## READING TEXT
Faculty of law blogs / UNIVERSITY OF OXFORD

Lawyers’ and Law Professors’ Experience with Worker Governance

Author(s)

Brett McDonnell
Dorsey & Whitney Chair in Law at the University of Minnesota

Posted

Time to read

4 Minutes

Why is the adoption of worker governance in American companies so limited? Why do American corporate law professors pay so little attention to worker governance? One answer to these questions is that worker governance is costly and ineffective, and thus rightly ignored. But somelike me, find worker governance a potentially transformative way to improve corporate governance. We have to give a different answer to the questions posed above. An answer I have given before is that the obscurity of worker governance is self-reinforcing. Its limited occurrence means those involved in corporate governance have little reason to pay it much attention, and that lack of attention then reinforces the ongoing limited adoption of worker governance. Theories of path dependence in institutional evolution suggest such self-reinforcing mechanisms can lead to inefficient equilibria.

But I face an embarrassing fact. Worker governance is not common in most of the American economy, but versions of it are quite common in workplaces well known to lawyers and law professors: law firms and universities. Lawyers play a major role in advising new businesses on what legal form to take. Law professors are central to the study of corporate governance, and they train the lawyers who advise startups. That observation calls my path dependence explanation for the limited adoption of and attention to worker governance into serious question.

How to respond, without admitting defeat? In a recent paper, I first consider the leading critique of worker governance and the path dependence response. I then look at the nature of worker governance in law firms and universities (especially at law schools) and ask how the experience of that governance has affected lawyers and law professors.

Worker governance has a number of potential advantages. Many workers make extensive firm-specific investments in human capital or are, in effect, residual claimants. Workers also have much information about what is going on within a business, which could lead to better decisions. Balanced against these benefits of worker governance is a major potential cost that has been extensively analyzed by Henry Hansmann. Involving workers along with shareholders in governance could lead to higher costs in agreeing on decisions. This is not only because workers and shareholders often have conflicting interests, but also because workers differ in many important ways among themselves, leading to internal conflicts. Though recognizing the benefits of worker governance, Hansmann argues that the costs outweigh the benefits for most businesses. But there are some areas where that is not so, with professional organizations such as law firms a leading example. Hansmann believes the prevailing distribution of worker versus investor governance reflects the relative benefits and costs in different types of businesses.

## WHAT THIS EXERCISE ASKS
A - Answer these questions from the blog post on worker governance, please:
(i) At which university does the author hold the Dorsey & Whitney Chair in Law?
(ii) Which two kinds of workplaces does the post name as places where versions of worker governance are quite common?
(iii) Whose extensive analysis of the major potential cost of worker governance does the post cite?
B - Carry on the blog post on worker governance from the point where it now ends.

## EXCERPTED DATA
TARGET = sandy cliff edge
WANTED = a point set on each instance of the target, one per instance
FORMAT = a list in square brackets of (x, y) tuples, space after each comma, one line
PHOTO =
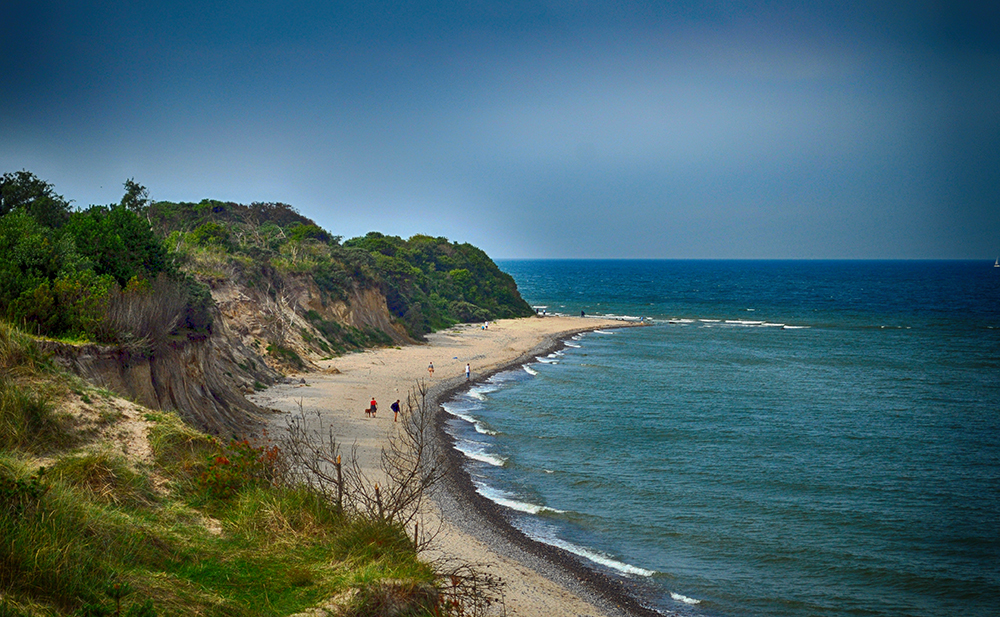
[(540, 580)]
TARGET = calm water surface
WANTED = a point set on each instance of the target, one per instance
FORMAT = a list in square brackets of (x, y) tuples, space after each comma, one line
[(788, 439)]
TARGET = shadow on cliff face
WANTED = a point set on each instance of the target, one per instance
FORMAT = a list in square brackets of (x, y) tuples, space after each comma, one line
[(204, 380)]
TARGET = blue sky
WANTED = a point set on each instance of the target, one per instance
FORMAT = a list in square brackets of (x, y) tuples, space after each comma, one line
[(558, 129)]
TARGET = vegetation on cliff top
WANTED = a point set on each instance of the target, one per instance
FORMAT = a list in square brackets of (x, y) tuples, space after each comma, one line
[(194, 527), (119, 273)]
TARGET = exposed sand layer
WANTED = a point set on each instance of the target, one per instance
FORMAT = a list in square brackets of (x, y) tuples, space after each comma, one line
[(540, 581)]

==

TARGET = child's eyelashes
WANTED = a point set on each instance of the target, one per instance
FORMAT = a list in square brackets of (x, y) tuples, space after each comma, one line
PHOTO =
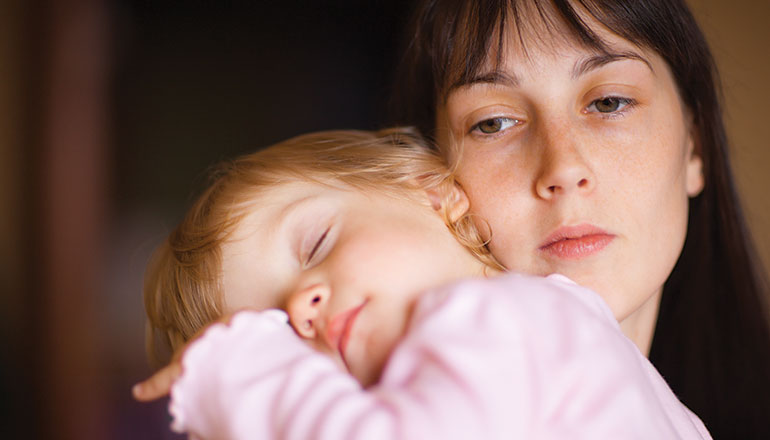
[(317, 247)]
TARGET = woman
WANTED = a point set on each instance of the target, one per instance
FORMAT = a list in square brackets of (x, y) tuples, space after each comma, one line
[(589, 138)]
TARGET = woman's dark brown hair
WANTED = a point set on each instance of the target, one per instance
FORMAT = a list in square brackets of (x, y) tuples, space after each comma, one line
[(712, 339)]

* * *

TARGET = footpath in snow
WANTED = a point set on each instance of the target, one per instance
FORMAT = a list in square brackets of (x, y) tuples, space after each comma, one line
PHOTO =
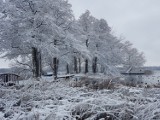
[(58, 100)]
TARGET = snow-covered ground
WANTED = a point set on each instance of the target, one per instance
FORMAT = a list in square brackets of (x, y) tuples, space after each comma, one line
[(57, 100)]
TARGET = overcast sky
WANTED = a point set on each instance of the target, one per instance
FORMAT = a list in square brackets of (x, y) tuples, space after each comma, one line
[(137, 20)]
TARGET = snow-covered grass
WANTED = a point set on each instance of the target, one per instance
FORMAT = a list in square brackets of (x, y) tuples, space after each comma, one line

## THE RESPONSES
A -
(i) The University of Minnesota.
(ii) Law firms and universities.
(iii) Henry Hansmann's.

B -
The path dependence response accepts this basic story but adds a twist. The benefits and costs of any governance type are not set in stone. As a type of governance becomes more common, practices and institutions arise to increase the benefits and decrease the costs. In an economy where worker governance is more common, many types of persons—workers, providers of capital, lawyers, bankers, accountants, consultants, and so on—will be more aware of worker governance as an option and will develop mechanisms to make it work better. Worker governance will thus be comparatively more effective for a wider range of businesses. In the US economy, the opposite is true. A part of this process is that those advising new businesses, such as lawyers, will just not consider worker governance as an option outside the small range of industries where it is more common.

Hansmann is aware of this lack-of-awareness argument, and finds it implausible precisely because many professionals themselves work in businesses where they are owners. As he argues, ‘[t]hey cannot be unaware of the benefits of employee ownership or opposed to it on principle. At most they can be accused, rather implausibly, of hoarding the benefits of employee ownership for themselves and—whether out of spite or just lack of imagination—denying those benefits to firms in other industries.’(Henry Hansmann, The Ownership of Enterprise (2000)88)  

I believe that spite (better: privilege) and lack of imagination are quite plausible. I look at the experience of governance in law firms and law schools to make that point.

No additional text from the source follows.